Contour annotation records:
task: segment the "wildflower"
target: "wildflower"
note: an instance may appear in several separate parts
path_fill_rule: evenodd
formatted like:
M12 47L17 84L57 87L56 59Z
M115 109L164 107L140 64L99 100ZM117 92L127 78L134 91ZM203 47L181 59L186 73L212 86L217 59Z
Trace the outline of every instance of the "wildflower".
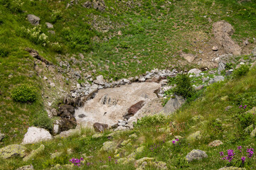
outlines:
M242 159L242 163L243 164L245 161L245 157L241 157L241 159Z

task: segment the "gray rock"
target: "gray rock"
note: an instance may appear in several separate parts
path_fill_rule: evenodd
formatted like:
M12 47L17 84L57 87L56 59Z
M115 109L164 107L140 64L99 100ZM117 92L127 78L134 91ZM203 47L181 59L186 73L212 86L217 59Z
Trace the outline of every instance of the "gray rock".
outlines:
M19 167L16 170L34 170L33 166L32 164L31 165L26 165L21 167Z
M28 14L28 21L33 26L38 26L40 23L40 18L33 14Z
M96 80L94 81L95 84L99 84L99 85L104 85L105 81L104 80L103 76L100 75L96 77Z
M161 111L166 114L171 114L174 113L183 103L185 103L185 100L183 97L177 95L174 96L175 98L171 98L167 103L164 106Z
M220 74L220 72L225 70L225 64L222 62L219 62L218 67L218 73Z
M209 79L210 79L209 77L203 77L203 78L202 79L202 81L203 81L203 82L205 82L205 81L208 81Z
M24 157L23 161L27 162L31 160L31 159L35 158L38 154L42 153L44 149L45 149L45 146L43 144L41 144L38 149L32 151L29 155Z
M198 69L192 69L188 71L188 74L194 74L195 75L200 74L202 71Z
M213 24L213 34L217 42L224 47L226 53L235 55L241 54L242 49L231 38L235 32L233 26L225 21L218 21Z
M125 122L122 122L122 123L118 123L118 125L119 125L119 126L125 126L125 125L126 125L126 123L125 123Z
M28 132L25 134L22 144L32 144L52 139L52 135L46 130L30 127L28 129Z
M0 132L0 142L4 138L5 135Z
M20 144L11 144L0 149L0 157L8 159L14 157L24 157L26 148Z
M215 77L214 77L213 79L211 79L209 81L209 84L213 84L213 83L215 83L215 82L218 82L220 81L224 81L225 77L223 76L216 76Z
M218 170L246 170L246 169L229 166L229 167L223 167L223 168L219 169Z
M50 23L46 23L46 24L48 28L53 28L53 25Z
M207 157L208 155L204 151L199 149L193 149L186 156L186 159L189 162L195 159L199 160L203 158L207 158Z

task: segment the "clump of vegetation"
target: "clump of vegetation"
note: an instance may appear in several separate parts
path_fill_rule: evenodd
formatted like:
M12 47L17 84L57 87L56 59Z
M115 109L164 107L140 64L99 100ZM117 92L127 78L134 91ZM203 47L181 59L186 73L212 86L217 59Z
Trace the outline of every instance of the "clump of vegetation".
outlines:
M184 98L191 97L195 93L191 85L191 79L186 74L179 74L176 77L176 86L174 89L174 92L183 96Z
M36 89L30 84L22 84L11 91L11 98L15 101L33 102L36 99Z
M47 112L41 110L36 115L33 122L35 126L46 129L50 132L53 131L53 120L48 116Z

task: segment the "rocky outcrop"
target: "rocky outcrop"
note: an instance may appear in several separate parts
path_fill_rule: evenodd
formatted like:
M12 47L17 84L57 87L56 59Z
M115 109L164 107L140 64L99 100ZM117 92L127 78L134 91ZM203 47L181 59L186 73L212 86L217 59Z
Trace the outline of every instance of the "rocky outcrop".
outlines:
M93 124L93 128L95 129L95 132L103 132L104 130L108 128L108 125L100 123L95 123Z
M40 23L40 18L33 14L28 15L28 21L33 26L38 26Z
M16 170L34 170L34 168L32 164L31 165L26 165L21 167L19 167Z
M169 100L161 111L166 115L171 114L179 108L184 103L185 100L183 97L175 95L174 98L171 97Z
M92 5L95 9L103 11L106 8L104 0L92 0Z
M40 147L36 149L36 150L33 150L31 152L31 153L23 158L23 162L27 162L28 160L31 160L31 159L35 158L38 154L42 153L43 151L45 149L45 146L43 144L41 144Z
M225 21L218 21L213 23L213 28L215 40L224 48L226 53L235 55L241 54L241 47L231 38L235 30L230 23Z
M208 155L204 151L199 149L193 149L186 156L186 159L189 162L195 159L199 160L203 158L207 158L207 157Z
M0 149L0 157L8 159L14 157L24 157L26 148L20 144L11 144Z
M46 130L36 127L30 127L28 129L28 132L25 134L22 144L32 144L52 139L53 137Z
M128 109L127 113L124 115L124 118L129 119L130 117L134 116L136 113L137 113L137 111L143 107L144 102L144 101L141 101L132 105Z

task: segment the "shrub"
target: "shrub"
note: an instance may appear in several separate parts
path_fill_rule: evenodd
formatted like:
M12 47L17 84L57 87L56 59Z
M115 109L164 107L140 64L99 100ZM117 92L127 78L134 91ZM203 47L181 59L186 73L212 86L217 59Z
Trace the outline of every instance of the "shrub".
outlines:
M11 96L15 101L33 102L36 99L36 89L32 85L20 84L12 89Z
M164 115L146 115L143 117L141 120L138 120L136 125L152 126L166 122L167 118Z
M36 118L33 122L35 126L46 129L50 132L53 130L53 120L49 118L45 110L39 111L36 115Z
M249 72L249 66L243 64L238 69L235 69L233 72L235 78L239 78L245 76Z
M194 90L188 75L178 74L175 80L176 81L176 86L174 89L175 94L183 96L184 98L190 98L193 96Z

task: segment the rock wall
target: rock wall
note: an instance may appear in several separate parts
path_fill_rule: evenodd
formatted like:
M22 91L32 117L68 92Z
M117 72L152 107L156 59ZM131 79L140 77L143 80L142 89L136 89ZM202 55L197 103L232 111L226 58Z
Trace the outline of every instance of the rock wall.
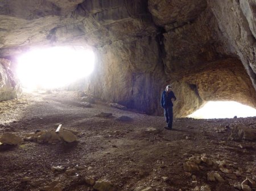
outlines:
M172 83L177 117L209 100L256 107L255 4L5 0L0 57L34 46L89 45L97 55L96 70L76 87L102 100L161 114L162 91Z
M19 86L10 69L10 61L0 58L0 101L18 97L20 94Z
M208 1L222 35L239 56L256 89L256 2L253 0Z

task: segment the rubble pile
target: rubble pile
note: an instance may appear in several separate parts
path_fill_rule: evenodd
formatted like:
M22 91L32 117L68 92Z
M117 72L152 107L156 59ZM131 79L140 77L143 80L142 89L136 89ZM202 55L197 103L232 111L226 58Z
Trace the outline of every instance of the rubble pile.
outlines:
M77 131L61 129L59 133L56 133L55 130L50 131L37 131L35 133L26 135L24 138L25 141L34 141L38 143L56 143L60 141L72 143L77 141Z
M185 159L183 168L187 177L191 177L192 185L196 185L193 190L211 190L204 180L197 179L195 175L206 174L207 182L216 184L229 184L234 188L242 190L253 190L256 188L256 169L251 169L244 172L236 163L228 160L218 160L207 157L205 154L195 155ZM242 182L239 180L243 180ZM203 184L201 187L199 184Z

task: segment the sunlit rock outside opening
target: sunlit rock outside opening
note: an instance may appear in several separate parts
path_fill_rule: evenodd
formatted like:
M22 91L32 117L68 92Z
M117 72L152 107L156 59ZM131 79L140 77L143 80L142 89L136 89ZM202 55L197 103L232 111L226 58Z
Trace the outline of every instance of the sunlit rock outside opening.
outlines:
M224 118L256 116L256 109L236 101L208 101L188 117Z
M18 58L16 73L26 90L64 87L89 75L95 56L81 46L55 46L28 51Z
M255 10L0 1L1 191L255 191Z

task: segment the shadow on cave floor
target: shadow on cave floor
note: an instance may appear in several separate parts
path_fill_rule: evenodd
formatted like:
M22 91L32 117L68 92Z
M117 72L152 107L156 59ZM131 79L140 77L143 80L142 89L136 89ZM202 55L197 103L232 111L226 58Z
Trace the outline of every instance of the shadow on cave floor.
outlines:
M1 190L93 190L85 181L93 177L110 181L118 190L149 186L192 190L208 184L212 190L226 191L234 190L233 185L246 177L255 179L255 141L228 139L237 125L256 128L255 117L175 118L174 130L170 131L163 128L163 117L100 103L85 108L75 92L65 91L28 94L0 103L0 108L1 134L24 137L36 130L56 129L60 124L79 132L75 143L23 142L0 147ZM96 116L101 112L113 117ZM133 121L117 120L121 116ZM205 162L200 160L204 156ZM183 165L188 161L193 161L196 167L186 173ZM52 171L58 165L64 170ZM209 172L218 173L225 181L208 181ZM192 175L197 182L192 182Z

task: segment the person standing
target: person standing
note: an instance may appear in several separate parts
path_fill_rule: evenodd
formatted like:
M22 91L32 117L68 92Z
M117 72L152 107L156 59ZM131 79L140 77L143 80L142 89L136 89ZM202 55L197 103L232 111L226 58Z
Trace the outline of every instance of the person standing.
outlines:
M167 126L165 129L171 130L172 128L173 111L172 107L174 104L172 101L175 101L176 98L172 91L172 86L167 85L166 90L163 91L161 99L161 105L164 109L164 116L166 117Z

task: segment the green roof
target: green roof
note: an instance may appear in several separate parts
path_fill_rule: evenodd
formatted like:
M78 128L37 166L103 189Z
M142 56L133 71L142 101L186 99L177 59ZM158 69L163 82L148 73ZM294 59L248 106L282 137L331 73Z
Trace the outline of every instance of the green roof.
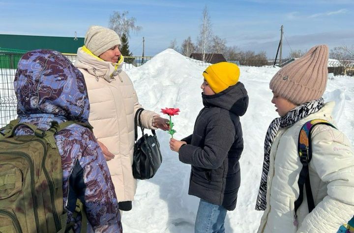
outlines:
M11 54L16 54L16 53L20 53L20 54L24 54L27 52L26 50L22 50L21 49L8 49L5 48L1 48L0 47L0 53L1 52L5 52L8 53L11 53Z
M62 53L76 54L78 48L84 45L84 37L0 34L0 48L25 51L47 49Z

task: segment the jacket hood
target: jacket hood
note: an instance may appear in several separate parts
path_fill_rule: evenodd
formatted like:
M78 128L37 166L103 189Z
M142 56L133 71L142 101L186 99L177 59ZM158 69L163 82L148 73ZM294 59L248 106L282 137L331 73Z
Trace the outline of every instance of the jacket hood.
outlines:
M17 114L52 114L88 121L89 104L84 75L59 52L29 52L19 62L14 81Z
M206 107L216 106L243 116L248 106L248 95L243 84L238 82L236 84L211 96L202 93L203 104Z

WHAT YOU NEED TO DO: Give the lines from the one containing "task: segment the person standing" through the one containing "M167 126L165 129L171", both included, as a JSON list of strings with one string per line and blank lines omitted.

RIGHT ANSWER:
[
  "task: segment the person standing",
  "target: person standing",
  "note: an instance may appear in several separate parts",
  "path_fill_rule: evenodd",
  "formatted like:",
  "M22 91L32 117L68 92Z",
  "M117 72L152 107L156 59ZM131 79L140 77L143 80L142 89L136 89ZM202 55L197 103L232 111L226 58Z",
  "Trace the outline of every instance of the person standing.",
  "outlines:",
  "M167 126L165 129L171 130L172 128L173 111L172 107L174 104L172 101L175 101L176 98L172 91L172 86L167 85L166 90L163 91L161 99L161 105L164 109L164 116L166 117Z"
]